But I cannot seem to think of a way of allocating memory to the struct pointer abc *foo ...... Is there any other way I can allocate memory for an SOA (below)?

I am not sure what your difficulty is. As long as you don't have an array of structures of arrays, why not simply using:

abc *foo;
cudaMalloc((void **)&foo, SOME_CONSTANT*sizeof(abc));

Is using my above method a good practice?

The question of AoS vs SoA is application dependent and there are many excellent questions/answers regarding this topic for CUDA applications on SO (like this answer). The bottom line is that coalesced memory access occurs when all threads in a warp access a contiguous chunk of memory. So you can expect to see a higher memory bandwidth when working with an SoA if the access to each field can be coalesced. With your given example, let's run a simple test to quantify the performance difference:

#include <stdio.h>
#include <stdlib.h>

#define CHECK_CUDA(call)                                            \
{                                                                   \
const cudaError_t error = call;                                     \
if (error != cudaSuccess)                                           \
{                                                                   \
printf("ERROR:: File: %s, Line: %d, ", __FILE__, __LINE__);         \
printf("code: %d, reason: %s\n", error, cudaGetErrorString(error)); \
exit(EXIT_FAILURE);                                                 \
}                                                                   \
}

const int SOME_CONSTANT = 1024 * 1000; // to be executed on 1024 threads per block on 1000 blocks

// To be used as a SoA 
struct soa_abc {
    float *a;
    float *b;
    float *c;
};

// To be used as an AoS    
struct aos_abc {
    float a;
    float b;
    float c;
};

__global__ void kernel_soa(soa_abc foo) {
    unsigned int tid = blockDim.x * blockIdx.x + threadIdx.x;
    foo.a[tid] = 1.f;
    foo.b[tid] = 2.f;
    foo.c[tid] = 3.f;
}

__global__ void kernel_aos(aos_abc *bar) {
    unsigned int tid = blockDim.x * blockIdx.x + threadIdx.x;
    bar[tid].a = 1.f;
    bar[tid].b = 2.f;
    bar[tid].c = 3.f;
}

int main()

──────────────────────────────

Set problem
Extend the CUDA forum thread on struct-of-arrays versus array-of-structs, picking up right after its last line, "int main()". The entries were taken from a different source than the CUDA forum thread.

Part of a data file
──────────────────────────────

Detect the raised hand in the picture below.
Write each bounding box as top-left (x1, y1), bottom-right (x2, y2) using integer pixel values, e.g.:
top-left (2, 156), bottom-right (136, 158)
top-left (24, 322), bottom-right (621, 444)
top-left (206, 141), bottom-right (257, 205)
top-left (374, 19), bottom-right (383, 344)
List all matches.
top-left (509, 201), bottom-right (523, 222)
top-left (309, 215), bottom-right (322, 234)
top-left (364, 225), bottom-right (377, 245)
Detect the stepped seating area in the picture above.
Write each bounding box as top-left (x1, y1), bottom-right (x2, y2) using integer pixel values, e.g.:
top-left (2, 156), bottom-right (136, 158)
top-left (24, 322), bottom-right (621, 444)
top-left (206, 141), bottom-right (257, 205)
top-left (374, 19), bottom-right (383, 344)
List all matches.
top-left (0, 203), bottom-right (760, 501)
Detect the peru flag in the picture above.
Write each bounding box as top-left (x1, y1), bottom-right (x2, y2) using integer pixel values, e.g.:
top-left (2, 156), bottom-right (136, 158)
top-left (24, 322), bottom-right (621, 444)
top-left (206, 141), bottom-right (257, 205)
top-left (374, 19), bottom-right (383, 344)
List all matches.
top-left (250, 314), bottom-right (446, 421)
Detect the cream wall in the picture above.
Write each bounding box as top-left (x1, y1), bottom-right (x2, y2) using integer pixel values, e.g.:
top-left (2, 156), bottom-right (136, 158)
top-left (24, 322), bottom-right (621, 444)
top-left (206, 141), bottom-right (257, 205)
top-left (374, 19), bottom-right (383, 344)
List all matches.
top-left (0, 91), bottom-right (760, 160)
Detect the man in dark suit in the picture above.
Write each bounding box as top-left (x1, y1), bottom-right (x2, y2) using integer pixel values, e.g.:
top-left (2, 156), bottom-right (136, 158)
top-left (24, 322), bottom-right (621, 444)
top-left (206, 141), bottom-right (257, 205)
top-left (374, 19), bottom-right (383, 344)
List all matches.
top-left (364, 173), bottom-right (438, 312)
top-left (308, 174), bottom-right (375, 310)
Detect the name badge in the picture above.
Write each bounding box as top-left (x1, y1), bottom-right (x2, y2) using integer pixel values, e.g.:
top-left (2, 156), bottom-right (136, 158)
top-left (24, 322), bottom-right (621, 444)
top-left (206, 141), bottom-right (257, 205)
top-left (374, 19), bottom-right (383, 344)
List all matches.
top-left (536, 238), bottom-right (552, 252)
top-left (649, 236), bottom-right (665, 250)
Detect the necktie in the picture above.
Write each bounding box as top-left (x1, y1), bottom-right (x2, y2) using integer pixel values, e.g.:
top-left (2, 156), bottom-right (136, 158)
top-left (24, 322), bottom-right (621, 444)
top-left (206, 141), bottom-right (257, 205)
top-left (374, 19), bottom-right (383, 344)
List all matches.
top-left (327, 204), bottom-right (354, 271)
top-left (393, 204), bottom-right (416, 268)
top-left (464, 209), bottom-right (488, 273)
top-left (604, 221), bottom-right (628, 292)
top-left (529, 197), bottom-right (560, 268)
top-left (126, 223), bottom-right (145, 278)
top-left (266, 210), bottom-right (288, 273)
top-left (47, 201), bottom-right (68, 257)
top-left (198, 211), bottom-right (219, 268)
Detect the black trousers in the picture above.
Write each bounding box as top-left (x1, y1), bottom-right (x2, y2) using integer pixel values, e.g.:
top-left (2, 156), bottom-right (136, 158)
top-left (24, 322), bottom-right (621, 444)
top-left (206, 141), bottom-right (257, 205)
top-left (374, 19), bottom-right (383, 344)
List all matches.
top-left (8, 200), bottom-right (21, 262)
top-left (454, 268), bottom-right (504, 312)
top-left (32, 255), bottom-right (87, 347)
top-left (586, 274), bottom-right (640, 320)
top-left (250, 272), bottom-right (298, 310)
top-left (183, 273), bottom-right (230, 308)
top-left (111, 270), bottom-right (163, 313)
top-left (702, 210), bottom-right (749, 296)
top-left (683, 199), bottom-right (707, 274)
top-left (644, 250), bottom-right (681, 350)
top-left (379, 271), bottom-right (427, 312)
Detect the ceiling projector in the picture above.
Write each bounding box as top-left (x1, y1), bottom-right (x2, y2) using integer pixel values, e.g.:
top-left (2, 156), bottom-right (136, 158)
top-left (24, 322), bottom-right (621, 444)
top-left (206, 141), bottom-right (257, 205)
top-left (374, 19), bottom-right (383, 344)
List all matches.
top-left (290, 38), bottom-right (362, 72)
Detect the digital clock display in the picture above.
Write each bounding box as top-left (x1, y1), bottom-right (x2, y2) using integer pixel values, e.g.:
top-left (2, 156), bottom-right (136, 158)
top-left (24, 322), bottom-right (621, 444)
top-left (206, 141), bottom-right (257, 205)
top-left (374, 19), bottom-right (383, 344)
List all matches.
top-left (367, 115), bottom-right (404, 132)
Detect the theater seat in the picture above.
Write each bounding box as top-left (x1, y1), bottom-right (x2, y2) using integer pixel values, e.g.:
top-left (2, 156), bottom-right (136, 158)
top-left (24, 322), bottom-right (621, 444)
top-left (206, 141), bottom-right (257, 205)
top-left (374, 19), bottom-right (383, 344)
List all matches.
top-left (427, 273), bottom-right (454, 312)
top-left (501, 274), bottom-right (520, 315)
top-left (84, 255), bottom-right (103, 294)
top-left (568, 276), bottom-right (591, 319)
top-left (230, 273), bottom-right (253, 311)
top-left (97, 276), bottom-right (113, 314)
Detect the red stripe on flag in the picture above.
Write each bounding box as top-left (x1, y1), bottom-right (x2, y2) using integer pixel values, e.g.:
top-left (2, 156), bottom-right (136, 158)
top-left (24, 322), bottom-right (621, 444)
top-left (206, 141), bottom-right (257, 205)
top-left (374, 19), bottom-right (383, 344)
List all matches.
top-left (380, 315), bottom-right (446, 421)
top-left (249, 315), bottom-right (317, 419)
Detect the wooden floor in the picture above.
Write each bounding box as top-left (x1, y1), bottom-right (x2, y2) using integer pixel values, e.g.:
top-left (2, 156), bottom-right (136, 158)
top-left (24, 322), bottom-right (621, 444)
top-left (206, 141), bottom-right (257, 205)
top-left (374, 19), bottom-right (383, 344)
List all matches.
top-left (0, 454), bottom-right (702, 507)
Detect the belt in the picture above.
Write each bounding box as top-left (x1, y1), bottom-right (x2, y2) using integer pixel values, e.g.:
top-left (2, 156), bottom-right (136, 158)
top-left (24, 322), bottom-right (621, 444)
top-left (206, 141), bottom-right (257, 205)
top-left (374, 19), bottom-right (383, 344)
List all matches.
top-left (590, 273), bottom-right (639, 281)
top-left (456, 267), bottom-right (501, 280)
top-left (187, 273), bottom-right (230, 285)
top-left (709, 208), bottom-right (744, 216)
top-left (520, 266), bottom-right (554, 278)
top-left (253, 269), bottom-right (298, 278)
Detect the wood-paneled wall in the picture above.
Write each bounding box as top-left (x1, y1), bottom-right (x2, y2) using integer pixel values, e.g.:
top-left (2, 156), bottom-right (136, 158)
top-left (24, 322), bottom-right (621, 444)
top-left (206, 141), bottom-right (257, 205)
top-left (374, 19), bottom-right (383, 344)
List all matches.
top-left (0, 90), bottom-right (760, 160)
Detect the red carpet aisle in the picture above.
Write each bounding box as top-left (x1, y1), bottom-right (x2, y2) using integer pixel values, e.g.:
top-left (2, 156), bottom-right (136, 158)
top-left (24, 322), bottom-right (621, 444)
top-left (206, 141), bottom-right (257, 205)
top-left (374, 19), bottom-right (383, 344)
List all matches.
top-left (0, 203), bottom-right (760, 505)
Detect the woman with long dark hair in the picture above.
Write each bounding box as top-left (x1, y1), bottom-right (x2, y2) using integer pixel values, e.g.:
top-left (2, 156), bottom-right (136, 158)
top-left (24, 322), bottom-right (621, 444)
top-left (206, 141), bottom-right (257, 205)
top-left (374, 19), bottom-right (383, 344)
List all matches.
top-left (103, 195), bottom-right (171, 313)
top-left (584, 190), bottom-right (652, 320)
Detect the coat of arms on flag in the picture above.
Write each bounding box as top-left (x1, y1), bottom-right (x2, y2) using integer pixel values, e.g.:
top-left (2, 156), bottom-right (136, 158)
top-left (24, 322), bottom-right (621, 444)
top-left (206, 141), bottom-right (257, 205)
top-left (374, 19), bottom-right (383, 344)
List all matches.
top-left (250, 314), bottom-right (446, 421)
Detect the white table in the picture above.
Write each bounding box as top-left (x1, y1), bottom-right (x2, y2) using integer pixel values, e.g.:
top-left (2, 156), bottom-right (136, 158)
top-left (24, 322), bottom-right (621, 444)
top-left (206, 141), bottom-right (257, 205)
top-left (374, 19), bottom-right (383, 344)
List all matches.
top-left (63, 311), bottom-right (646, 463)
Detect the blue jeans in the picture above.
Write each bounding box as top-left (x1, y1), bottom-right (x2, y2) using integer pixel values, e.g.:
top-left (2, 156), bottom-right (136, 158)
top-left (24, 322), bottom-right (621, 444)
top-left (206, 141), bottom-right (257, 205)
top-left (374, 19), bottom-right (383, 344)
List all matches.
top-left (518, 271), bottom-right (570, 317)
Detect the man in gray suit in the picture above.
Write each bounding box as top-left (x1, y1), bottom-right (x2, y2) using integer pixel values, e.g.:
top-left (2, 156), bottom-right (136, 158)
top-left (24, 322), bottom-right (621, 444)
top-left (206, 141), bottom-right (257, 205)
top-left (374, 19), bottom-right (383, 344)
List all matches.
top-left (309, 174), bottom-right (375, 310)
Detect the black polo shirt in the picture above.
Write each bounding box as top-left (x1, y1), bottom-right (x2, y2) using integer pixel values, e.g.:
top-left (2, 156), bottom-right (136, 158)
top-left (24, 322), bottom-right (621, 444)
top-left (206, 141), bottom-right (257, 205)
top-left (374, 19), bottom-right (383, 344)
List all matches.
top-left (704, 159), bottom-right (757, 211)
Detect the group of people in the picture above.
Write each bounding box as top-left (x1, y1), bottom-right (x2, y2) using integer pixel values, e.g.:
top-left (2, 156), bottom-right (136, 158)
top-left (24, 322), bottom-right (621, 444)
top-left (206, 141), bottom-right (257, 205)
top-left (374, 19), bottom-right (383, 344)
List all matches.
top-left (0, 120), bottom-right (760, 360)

──────────────────────────────

Expected answer
{
    float milliseconds = 0;
    cudaEvent_t start, stop;
    cudaEventCreate(&start);
    cudaEventCreate(&stop);

    // SoA
    soa_abc foo;
    CHECK_CUDA(cudaMalloc((void **)&foo.a, SOME_CONSTANT * sizeof(float)));
    CHECK_CUDA(cudaMalloc((void **)&foo.b, SOME_CONSTANT * sizeof(float)));
    CHECK_CUDA(cudaMalloc((void **)&foo.c, SOME_CONSTANT * sizeof(float)));

    cudaEventRecord(start);
    kernel_soa <<<SOME_CONSTANT/1000, 1000 >>> (foo);
    CHECK_CUDA(cudaDeviceSynchronize());
    cudaEventRecord(stop);
    cudaEventSynchronize(stop);
    milliseconds = 0;
    cudaEventElapsedTime(&milliseconds, start, stop);

    printf("Time for SoA is %f ms.\n", milliseconds);

    CHECK_CUDA(cudaFree(foo.a));
    CHECK_CUDA(cudaFree(foo.b));
    CHECK_CUDA(cudaFree(foo.c));

    // AoS
    aos_abc *bar;
    CHECK_CUDA(cudaMalloc((void **)&bar, SOME_CONSTANT*sizeof(aos_abc)));

    cudaEventRecord(start);
    kernel_aos <<<SOME_CONSTANT/1000, 1000 >>> (bar);
    CHECK_CUDA(cudaDeviceSynchronize());
    cudaEventRecord(stop);
    cudaEventSynchronize(stop);
    milliseconds = 0;
    cudaEventElapsedTime(&milliseconds, start, stop);

    printf("Time for AoS is %f ms.\n", milliseconds);

}

Tested with a Quadro P400 on Windows and CUDA 10 the results are:

Time for SoA is 0.492384 ms.
Time for AoS is 1.217568 ms.

which confirms that the SoA is a better choice.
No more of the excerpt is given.